REQUIRED WORK
**A)** List every publication or television series named in the marbled crayfish article below.
**B)** Using the marbled crayfish article below, decide whether each statement agrees with it. Answer yes or no for each, and quote the words that settle it.
(i) The marbled crayfish species developed about 25 years ago.
(ii) Parthenogenesis had been detected in decapods well before 2003.
(iii) The embryo created by the original slough crayfish mating was male.
**C)** Resume the marbled crayfish article below, picking up after its final sentence.

EXTRACT
↓↓↓

But do they purr when stroked?

Much like the fast reproduction and rapid overpopulation of Tribbles in the original Star Trek television series, marbled crayfish, a species that literally clones itself, is now overtaking Europe.

A new study published in Nature Ecology & Evolution explores the remarkable evolution of the far less cuddly crayfish, Procambarus virginalis, a species that only developed 25 years ago after a single mutation in a single animal allowed the marbled crayfish to clone itself, in a process biologists call parthenogenesis. It’s a trait shared by Crustacea, but never detected in decapods like the marbled crayfish until 2003.

The marbled crayfish
Photograph: Ranja Andriantsoa/Nature

According to Frank Lyko, one of the authors of the study, each marbled crayfish can simultaneously produce hundreds of eggs. This — as well as the species’ ability to thrive in a wide variety of habitats — has led to an invasion of the animal across European freshwater ecosystems, expanding even to Madagascar, threatening native crayfish populations.

It began with two slough crayfish mating. One of those original slough crayfish had a unique mutation where one sex cell had two copies of each chromosome instead of the usual one. During mating, the two sex cells merged and created a female crayfish embryo with three copies of each chromosome.

This Crayfish Eve didn’t need an Adam to induce her own eggs to divide into embryos and produce all-female offspring with identical copies of all three sets of chromosomes. All the marbled crayfish Dr. Lyko’s team analyzed were virtually genetically identical.

↑↑↑

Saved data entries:
↓↓↓

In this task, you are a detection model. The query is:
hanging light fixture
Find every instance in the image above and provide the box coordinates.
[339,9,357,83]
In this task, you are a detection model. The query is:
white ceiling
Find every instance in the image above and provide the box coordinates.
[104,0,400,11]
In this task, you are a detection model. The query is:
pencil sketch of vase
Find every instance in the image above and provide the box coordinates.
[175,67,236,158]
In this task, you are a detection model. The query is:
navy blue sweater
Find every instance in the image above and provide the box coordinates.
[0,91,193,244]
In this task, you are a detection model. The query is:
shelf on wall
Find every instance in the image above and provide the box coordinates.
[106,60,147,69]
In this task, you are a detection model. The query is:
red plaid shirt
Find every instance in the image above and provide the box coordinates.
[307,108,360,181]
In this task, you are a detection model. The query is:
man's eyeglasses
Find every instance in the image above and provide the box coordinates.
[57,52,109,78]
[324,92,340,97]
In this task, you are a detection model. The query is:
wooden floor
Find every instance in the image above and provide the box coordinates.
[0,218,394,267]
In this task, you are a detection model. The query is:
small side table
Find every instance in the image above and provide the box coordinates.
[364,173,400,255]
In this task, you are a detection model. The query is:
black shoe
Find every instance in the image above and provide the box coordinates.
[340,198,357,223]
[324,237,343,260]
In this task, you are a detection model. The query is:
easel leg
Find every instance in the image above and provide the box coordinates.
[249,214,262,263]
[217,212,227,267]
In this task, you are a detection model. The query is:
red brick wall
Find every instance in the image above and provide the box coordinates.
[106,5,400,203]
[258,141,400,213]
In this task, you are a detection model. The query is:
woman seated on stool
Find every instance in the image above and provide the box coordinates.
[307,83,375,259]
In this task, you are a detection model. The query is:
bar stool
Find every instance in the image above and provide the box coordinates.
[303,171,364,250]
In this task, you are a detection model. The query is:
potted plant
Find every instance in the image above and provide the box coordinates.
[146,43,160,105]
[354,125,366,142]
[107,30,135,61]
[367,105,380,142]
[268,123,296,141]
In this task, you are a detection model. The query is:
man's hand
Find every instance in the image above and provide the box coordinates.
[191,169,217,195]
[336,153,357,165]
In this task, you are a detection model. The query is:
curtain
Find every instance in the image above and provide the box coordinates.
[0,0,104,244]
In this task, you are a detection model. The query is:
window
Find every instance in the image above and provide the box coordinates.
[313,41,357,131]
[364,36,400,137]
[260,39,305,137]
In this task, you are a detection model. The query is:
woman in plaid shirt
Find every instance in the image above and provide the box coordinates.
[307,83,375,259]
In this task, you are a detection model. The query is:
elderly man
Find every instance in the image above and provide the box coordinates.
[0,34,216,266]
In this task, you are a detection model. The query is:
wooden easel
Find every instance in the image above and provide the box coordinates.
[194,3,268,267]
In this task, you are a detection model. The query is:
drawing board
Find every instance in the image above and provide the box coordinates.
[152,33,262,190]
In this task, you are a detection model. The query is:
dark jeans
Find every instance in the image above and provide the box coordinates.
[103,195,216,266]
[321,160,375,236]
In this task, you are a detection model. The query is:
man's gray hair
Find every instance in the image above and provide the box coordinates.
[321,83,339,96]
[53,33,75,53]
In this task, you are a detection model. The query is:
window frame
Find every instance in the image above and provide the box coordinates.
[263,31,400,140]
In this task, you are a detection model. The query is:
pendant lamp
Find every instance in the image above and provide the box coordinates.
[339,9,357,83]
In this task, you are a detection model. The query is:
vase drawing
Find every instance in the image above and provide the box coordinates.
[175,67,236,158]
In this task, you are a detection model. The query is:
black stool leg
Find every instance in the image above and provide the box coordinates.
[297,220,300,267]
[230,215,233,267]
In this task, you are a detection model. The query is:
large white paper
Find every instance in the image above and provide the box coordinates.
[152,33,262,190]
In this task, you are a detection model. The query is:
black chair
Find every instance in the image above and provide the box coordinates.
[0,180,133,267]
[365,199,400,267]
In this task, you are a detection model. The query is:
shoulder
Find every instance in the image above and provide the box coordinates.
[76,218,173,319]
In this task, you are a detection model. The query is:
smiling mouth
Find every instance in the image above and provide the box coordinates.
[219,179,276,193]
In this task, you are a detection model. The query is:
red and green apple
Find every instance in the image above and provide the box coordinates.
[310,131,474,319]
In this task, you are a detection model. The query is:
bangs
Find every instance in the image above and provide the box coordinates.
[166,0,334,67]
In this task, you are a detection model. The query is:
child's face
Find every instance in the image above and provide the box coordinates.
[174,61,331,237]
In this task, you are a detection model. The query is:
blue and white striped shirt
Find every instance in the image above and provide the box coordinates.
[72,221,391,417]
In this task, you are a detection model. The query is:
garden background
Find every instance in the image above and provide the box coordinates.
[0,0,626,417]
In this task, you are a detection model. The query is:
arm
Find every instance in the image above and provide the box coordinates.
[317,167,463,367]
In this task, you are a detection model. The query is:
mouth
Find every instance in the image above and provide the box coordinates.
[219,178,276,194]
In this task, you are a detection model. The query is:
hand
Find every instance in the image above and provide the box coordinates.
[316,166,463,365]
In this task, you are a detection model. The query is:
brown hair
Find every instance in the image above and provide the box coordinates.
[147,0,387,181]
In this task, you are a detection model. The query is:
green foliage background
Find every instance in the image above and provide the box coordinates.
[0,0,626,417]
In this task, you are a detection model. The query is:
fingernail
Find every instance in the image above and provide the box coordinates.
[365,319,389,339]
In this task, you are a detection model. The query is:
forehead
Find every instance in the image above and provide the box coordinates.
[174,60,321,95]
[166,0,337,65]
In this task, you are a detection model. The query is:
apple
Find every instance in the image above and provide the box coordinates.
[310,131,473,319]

↑↑↑

ANSWERS FOR THIS EXERCISE
**A)**
- The original Star Trek television series
- Nature Ecology & Evolution
- Nature

**B)**
(i) Yes: "a species that only developed 25 years ago"
(ii) No: "never detected in decapods like the marbled crayfish until 2003"
(iii) No: "created a female crayfish embryo with three copies of each chromosome"

**C)**
The new daughters created by this union — as well as their daughters and their daughters’ daughters — represent an entirely new species because, though male slough crayfish would try to mate with them, no progeny would result.

Approximately 1 in 10,000 species are both all-female and parthenogenic. Asexual species have the evolutionary advantage of producing only fertile offspring, a powerful means of exploding the population in the short-term. The downside is, in the long-term, asexual species typically die out faster.

Sexual species are advantaged in the long-term because diversification of the gene pool optimizes adaptation to harmful pathogens that, if deadly to one clone, would likely be just as deadly to all its genetically identical offspring.

So, while the marbled crayfish are thriving now, they wouldn’t be the first European conquerers to enjoy a short reign.